• [Task description]:
Take the data that follows and retype it word for word.

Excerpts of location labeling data
⁂
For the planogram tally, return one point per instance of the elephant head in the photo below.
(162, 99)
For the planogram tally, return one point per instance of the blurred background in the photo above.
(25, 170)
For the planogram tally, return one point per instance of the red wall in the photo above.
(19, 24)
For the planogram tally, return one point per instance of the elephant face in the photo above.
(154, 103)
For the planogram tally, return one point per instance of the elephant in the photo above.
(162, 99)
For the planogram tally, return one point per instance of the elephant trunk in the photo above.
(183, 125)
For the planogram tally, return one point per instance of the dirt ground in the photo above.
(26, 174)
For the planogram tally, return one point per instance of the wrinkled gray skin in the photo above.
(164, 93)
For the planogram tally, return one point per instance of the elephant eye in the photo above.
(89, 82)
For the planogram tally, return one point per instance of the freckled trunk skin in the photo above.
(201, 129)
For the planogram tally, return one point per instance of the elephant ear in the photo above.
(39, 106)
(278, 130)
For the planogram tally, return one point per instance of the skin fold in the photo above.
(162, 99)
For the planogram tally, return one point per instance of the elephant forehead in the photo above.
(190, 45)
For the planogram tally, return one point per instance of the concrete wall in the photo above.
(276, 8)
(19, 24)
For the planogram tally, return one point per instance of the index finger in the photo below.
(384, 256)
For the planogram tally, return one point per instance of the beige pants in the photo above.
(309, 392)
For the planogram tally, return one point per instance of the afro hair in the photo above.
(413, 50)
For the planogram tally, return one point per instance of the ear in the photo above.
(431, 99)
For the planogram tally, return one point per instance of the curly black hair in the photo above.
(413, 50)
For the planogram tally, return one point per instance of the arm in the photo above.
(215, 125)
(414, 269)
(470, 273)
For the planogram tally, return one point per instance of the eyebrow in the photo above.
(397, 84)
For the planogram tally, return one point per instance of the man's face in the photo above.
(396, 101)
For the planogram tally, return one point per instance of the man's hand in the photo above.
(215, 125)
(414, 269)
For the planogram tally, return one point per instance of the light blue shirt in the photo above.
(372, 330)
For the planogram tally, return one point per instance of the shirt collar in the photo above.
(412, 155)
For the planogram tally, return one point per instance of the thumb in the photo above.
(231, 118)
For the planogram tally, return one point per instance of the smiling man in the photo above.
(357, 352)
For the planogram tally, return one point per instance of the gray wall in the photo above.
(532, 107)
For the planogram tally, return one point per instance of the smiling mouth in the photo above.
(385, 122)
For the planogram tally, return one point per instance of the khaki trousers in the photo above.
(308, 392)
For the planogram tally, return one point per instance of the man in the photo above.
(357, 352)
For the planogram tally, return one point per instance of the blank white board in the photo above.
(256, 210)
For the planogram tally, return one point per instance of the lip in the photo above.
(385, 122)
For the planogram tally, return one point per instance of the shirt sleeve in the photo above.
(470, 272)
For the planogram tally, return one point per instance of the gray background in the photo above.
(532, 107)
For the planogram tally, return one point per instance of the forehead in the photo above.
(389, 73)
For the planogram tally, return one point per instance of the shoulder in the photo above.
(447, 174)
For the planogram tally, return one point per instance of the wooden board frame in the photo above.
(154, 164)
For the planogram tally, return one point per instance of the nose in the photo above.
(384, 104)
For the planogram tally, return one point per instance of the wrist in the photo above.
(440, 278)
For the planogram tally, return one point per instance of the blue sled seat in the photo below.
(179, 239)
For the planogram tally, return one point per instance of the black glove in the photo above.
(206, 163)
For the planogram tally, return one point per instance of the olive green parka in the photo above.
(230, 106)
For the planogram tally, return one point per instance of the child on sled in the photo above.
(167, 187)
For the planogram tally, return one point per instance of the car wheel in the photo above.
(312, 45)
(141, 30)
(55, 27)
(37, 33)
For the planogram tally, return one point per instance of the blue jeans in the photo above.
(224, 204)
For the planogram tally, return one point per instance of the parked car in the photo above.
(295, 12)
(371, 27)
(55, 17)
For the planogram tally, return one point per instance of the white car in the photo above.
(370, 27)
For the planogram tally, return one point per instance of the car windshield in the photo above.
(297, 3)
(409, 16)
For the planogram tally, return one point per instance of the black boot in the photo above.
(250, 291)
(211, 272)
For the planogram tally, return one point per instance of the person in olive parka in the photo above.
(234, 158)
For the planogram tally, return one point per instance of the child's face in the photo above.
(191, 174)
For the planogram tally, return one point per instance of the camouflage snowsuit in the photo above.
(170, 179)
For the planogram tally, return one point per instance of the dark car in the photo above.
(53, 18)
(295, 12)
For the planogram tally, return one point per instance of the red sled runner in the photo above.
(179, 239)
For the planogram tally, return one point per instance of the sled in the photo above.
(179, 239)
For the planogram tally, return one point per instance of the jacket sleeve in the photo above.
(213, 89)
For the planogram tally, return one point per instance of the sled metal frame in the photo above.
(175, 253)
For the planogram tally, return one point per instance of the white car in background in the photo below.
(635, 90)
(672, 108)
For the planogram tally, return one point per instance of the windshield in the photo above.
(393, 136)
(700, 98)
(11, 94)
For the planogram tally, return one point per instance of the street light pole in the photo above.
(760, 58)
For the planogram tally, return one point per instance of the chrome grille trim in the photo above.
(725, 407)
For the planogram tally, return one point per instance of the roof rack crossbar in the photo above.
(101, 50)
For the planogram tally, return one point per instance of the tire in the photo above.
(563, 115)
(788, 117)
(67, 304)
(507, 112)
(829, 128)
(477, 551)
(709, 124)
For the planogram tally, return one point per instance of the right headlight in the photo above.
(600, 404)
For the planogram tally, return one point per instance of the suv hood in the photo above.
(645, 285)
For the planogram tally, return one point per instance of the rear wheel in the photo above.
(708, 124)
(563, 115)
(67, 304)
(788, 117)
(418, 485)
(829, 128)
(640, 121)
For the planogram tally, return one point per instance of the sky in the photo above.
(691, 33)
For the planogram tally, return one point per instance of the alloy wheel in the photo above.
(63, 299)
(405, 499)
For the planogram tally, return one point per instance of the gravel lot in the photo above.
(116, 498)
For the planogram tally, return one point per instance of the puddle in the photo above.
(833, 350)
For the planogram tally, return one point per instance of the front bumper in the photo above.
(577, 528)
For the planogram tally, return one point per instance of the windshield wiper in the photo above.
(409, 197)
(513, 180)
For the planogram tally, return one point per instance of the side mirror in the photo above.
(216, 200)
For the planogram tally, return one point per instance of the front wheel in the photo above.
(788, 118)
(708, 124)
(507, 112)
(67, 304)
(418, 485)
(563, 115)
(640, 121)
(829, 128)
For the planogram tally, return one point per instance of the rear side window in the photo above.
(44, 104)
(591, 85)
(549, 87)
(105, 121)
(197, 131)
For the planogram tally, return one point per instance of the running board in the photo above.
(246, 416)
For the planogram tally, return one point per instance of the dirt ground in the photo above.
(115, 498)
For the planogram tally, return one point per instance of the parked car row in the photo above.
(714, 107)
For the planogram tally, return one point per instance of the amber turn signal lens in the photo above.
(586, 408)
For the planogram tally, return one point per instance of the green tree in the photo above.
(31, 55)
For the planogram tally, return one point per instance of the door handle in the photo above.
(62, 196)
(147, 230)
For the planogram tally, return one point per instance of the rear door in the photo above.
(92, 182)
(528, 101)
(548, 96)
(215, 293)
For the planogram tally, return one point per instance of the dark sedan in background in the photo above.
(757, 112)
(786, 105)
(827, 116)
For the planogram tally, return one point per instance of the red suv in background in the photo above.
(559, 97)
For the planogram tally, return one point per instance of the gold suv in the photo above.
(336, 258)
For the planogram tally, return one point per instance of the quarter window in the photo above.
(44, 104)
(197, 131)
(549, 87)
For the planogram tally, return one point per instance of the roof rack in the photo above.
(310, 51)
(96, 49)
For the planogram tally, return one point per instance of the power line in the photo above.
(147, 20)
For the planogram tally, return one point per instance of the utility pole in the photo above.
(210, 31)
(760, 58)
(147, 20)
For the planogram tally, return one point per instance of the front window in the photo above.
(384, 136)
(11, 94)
⁂
• [Result for this exercise]:
For the planogram tally, return one point per instance of the elephant head in the photo below.
(162, 99)
For the planogram tally, return one point per instance of the blurred background in the photo above.
(25, 170)
For the planogram tally, return one point per instance of the red wall in the photo above.
(19, 24)
For the planogram tally, return one point per instance of the elephant face in the photo above.
(154, 103)
For the planogram tally, return one point per instance of the elephant in the photo above.
(162, 99)
For the planogram tally, return one point per instance of the elephant trunk in the photo above.
(183, 125)
For the planogram tally, return one point per instance of the dirt ground in the photo above.
(26, 174)
For the planogram tally, return one point per instance of the wrinkled gray skin in the photo above.
(164, 93)
For the planogram tally, return one point per instance of the elephant eye in the photo above.
(89, 82)
For the planogram tally, return one point per instance of the freckled trunk skin in the photo above.
(201, 129)
For the planogram tally, return one point per instance of the elephant ear in the photo above.
(39, 106)
(278, 130)
For the planogram tally, return one point per instance of the skin fold in the photo above.
(162, 99)
For the planogram tally, return one point per instance of the elephant forehead in the photo above.
(190, 45)
For the planogram tally, return one point per instance of the concrete wall in the photo above.
(276, 8)
(19, 24)
For the planogram tally, return one point per instance of the index finger in the photo below.
(384, 256)
For the planogram tally, return one point per instance of the beige pants in the photo above.
(309, 392)
For the planogram tally, return one point per instance of the afro hair in the photo above.
(413, 50)
For the planogram tally, return one point per instance of the ear in the photo above.
(431, 99)
For the planogram tally, return one point per instance of the curly black hair in the photo above.
(413, 50)
For the planogram tally, return one point per instance of the arm in the photo above.
(215, 125)
(414, 269)
(470, 273)
For the planogram tally, return one point per instance of the eyebrow in the photo above.
(397, 84)
For the planogram tally, return one point per instance of the man's face in the photo above.
(396, 101)
For the planogram tally, return one point per instance of the man's hand in the photo above.
(215, 125)
(414, 269)
For the planogram tally, return one point per instance of the light blue shirt in the photo above.
(372, 330)
For the planogram tally, return one point per instance of the shirt collar in the photo above.
(412, 155)
For the planogram tally, return one point per instance of the thumb in the photo above.
(231, 118)
For the planogram tally, return one point per instance of the smiling man in the photo above.
(357, 352)
For the planogram tally, return one point per instance of the gray wall in the photo above.
(532, 107)
For the planogram tally, return one point per instance of the smiling mouth in the photo above.
(385, 122)
For the planogram tally, return one point per instance of the khaki trousers in the photo above.
(308, 392)
For the planogram tally, return one point per instance of the man in the photo above.
(357, 352)
For the planogram tally, return one point per instance of the blank white board in the photo above.
(256, 210)
For the planogram tally, return one point per instance of the lip in the photo above.
(385, 122)
For the planogram tally, return one point per instance of the shirt sleeve in the photo above.
(470, 272)
For the planogram tally, return one point per instance of the gray background in the photo above.
(532, 107)
For the planogram tally, return one point per instance of the forehead in the photo above.
(389, 73)
For the planogram tally, return one point per instance of the shoulder in the photo above.
(447, 174)
For the planogram tally, return one point per instance of the wooden board frame in the photo above.
(154, 164)
For the planogram tally, return one point per instance of the nose in the photo above.
(384, 104)
For the planogram tally, return one point per instance of the wrist in the photo above.
(440, 278)
For the planogram tally, return one point per instance of the blue sled seat in the photo below.
(179, 239)
For the planogram tally, return one point per instance of the black glove in the photo above.
(206, 163)
For the planogram tally, return one point per instance of the olive green parka in the photo above.
(230, 106)
For the planogram tally, return one point per instance of the child on sled in the photo above.
(167, 187)
For the planogram tally, return one point per instance of the car wheel in the photo above.
(312, 45)
(141, 30)
(55, 27)
(37, 33)
For the planogram tally, return one point per instance of the blue jeans in the photo above.
(224, 204)
For the planogram tally, return one point per instance of the parked car in the photo above.
(295, 12)
(371, 27)
(55, 17)
For the planogram tally, return one point per instance of the white car in the photo above.
(370, 27)
For the planogram tally, return one point per instance of the car windshield in the photo above.
(297, 3)
(409, 16)
For the planogram tally, return one point per instance of the black boot in the photo above.
(250, 291)
(211, 272)
For the planogram tally, return one point per instance of the person in olive parka in the photo above.
(234, 158)
For the planogram tally, return one point per instance of the child's face in the photo above.
(191, 174)
For the planogram tally, return one point per instance of the camouflage snowsuit in the photo above.
(170, 179)
For the planogram tally, return one point per instance of the dark car in the photo above.
(53, 18)
(295, 12)
For the planogram tally, return one point per instance of the red sled runner in the photo above.
(179, 239)
For the planogram tally, return one point per instance of the sled in the photo above.
(179, 239)
For the planogram tally, return one point per instance of the jacket sleeve in the photo above.
(213, 89)
For the planogram tally, return one point per instance of the sled metal frame in the photo above.
(175, 253)
For the planogram tally, return one point per instance of the white car in background in the photo below.
(635, 90)
(672, 108)
For the planogram tally, return one point per instance of the windshield in the photo above.
(393, 136)
(700, 98)
(11, 94)
For the planogram tally, return one point per instance of the street light pole in the photo above.
(760, 58)
For the planogram tally, return one point per instance of the chrome grille trim in the photo above.
(725, 407)
For the planogram tally, return one point per instance of the roof rack crossbar in the photo above.
(101, 50)
For the planogram tally, return one point per instance of the tire in the photo above.
(563, 115)
(788, 117)
(67, 304)
(507, 112)
(829, 128)
(477, 551)
(709, 124)
For the planogram tally, return one point per instance of the right headlight in the photo above.
(600, 404)
For the planogram tally, return one point per instance of the suv hood in the photo above.
(645, 285)
For the planogram tally, return one point per instance of the rear wheel in the photo above.
(708, 124)
(563, 115)
(67, 304)
(788, 117)
(418, 485)
(829, 128)
(640, 121)
For the planogram tally, return one point per instance of the sky in the photo above.
(691, 33)
For the planogram tally, return one point per instance of the alloy wheel in the photo above.
(63, 299)
(405, 499)
For the planogram tally, return one point per instance of the gravel lot in the photo above.
(116, 498)
For the planogram tally, return one point per instance of the puddle in the photo above.
(833, 350)
For the planogram tally, return one point per instance of the front bumper in the photo above.
(577, 528)
For the planogram tally, return one point per instance of the windshield wiper in the photo above.
(409, 197)
(513, 180)
For the planogram tally, return one point per instance of the side mirror in the photo above.
(216, 200)
For the planogram tally, return one point per instance of the front wheel in the photo above.
(788, 118)
(708, 124)
(507, 112)
(67, 304)
(418, 485)
(563, 115)
(640, 121)
(829, 128)
For the planogram tally, return one point per instance of the rear side window in the photo above.
(44, 104)
(591, 85)
(549, 87)
(105, 121)
(197, 131)
For the planogram tally, return one point per instance of the running board in the photo above.
(246, 416)
For the planogram tally, return one point per instance of the dirt ground in the photo above.
(115, 498)
For the planogram tally, return one point per instance of the parked car row in the photo above.
(714, 107)
For the planogram tally, return one point per instance of the amber turn signal lens in the photo above.
(586, 408)
For the planogram tally, return one point per instance of the green tree in the photo above.
(31, 55)
For the planogram tally, return one point per instance of the door handle in the photo above.
(62, 196)
(147, 230)
For the planogram tally, return one point per instance of the rear door in the photo above.
(92, 182)
(528, 101)
(548, 96)
(215, 293)
For the planogram tally, return one point per instance of the dark sedan in background in the photo above.
(757, 112)
(786, 105)
(827, 116)
For the planogram tally, return one point per instance of the red suv in background in the photo above.
(559, 97)
For the planogram tally, return one point per instance of the gold suv in the photo above.
(336, 258)
For the planogram tally, return one point per instance of the quarter window in the photo above.
(44, 104)
(197, 131)
(549, 87)
For the planogram tally, return one point per instance of the roof rack in the photo above.
(310, 51)
(96, 49)
For the planogram tally, return one point per instance of the power line in the photo above.
(147, 20)
For the planogram tally, return one point per instance of the utility pole in the photo above.
(210, 31)
(760, 58)
(147, 20)
For the planogram tally, return one point per instance of the front window in the photo above.
(384, 136)
(11, 94)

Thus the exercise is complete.